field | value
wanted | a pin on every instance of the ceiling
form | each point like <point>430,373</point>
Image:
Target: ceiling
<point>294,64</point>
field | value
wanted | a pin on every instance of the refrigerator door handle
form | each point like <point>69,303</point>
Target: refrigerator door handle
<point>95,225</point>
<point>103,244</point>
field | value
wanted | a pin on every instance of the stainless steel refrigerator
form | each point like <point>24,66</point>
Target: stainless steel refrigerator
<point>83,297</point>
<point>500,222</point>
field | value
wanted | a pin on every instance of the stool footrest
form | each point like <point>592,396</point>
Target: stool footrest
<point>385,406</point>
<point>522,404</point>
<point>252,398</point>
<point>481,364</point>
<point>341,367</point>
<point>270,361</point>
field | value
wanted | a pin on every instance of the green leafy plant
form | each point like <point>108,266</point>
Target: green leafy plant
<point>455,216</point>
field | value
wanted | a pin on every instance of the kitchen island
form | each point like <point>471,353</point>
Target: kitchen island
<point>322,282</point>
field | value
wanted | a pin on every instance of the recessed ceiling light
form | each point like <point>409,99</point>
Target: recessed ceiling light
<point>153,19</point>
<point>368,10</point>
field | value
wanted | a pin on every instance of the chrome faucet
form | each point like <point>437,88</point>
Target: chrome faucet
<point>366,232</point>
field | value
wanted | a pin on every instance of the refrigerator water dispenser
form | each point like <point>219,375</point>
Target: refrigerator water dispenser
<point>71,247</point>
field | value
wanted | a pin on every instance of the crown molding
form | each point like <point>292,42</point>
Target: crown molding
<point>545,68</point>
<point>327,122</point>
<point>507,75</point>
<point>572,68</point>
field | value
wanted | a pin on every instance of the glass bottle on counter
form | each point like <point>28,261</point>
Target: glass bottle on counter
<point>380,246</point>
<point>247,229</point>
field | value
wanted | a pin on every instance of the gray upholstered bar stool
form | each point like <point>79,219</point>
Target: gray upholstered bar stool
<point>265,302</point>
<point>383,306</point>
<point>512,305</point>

The problem = What is needed is each line of the data, printed exactly.

Solution =
field | value
wanted | a pin on every instance of the ceiling
form | each point like <point>430,373</point>
Image:
Target: ceiling
<point>294,64</point>
field | value
wanted | a pin on every instance of the refrigerator door handle
form | each point like <point>69,303</point>
Target: refrigerator door handle
<point>95,225</point>
<point>103,244</point>
field | value
wanted | a pin on every instance of the stainless steel refrigerator
form | each point like <point>24,66</point>
Target: stainless steel refrigerator
<point>83,297</point>
<point>500,222</point>
field | value
wanted | a pin on every instance of the stool footrest
form | each point like <point>592,396</point>
Target: stool footrest
<point>385,406</point>
<point>522,404</point>
<point>252,398</point>
<point>481,364</point>
<point>341,367</point>
<point>270,361</point>
field | value
wanted | a pin on every instance of the green leafy plant
form | each point like <point>108,266</point>
Target: green leafy plant
<point>455,216</point>
field | value
wanted | a pin on every instance of the kitchen island
form | each point like <point>471,353</point>
Target: kitchen island
<point>322,282</point>
field | value
wanted | a pin on every instance of the recessed ceiling light
form | each point like <point>409,99</point>
Target: recessed ceiling light
<point>153,19</point>
<point>368,10</point>
field | value
wanted | a pin on every instance of the chrome faucet
form | each point like <point>437,88</point>
Target: chrome faucet
<point>366,232</point>
field | value
wanted | a pin on every instance of the refrigerator water dispenser
form | each point like <point>219,375</point>
Target: refrigerator water dispenser
<point>71,247</point>
field | value
wanted | a pin on every instance of the crown molding
form | each point like <point>292,42</point>
Target: crown molding
<point>545,68</point>
<point>327,122</point>
<point>507,75</point>
<point>572,68</point>
field | value
wanted | a pin on every instance of the glass bottle on counter
form | each point like <point>28,261</point>
Target: glass bottle on counter
<point>380,246</point>
<point>247,229</point>
field | value
wanted | a pin on every instance of the gray upholstered bar stool
form | each point like <point>79,219</point>
Target: gray upholstered bar stool
<point>265,302</point>
<point>383,306</point>
<point>512,305</point>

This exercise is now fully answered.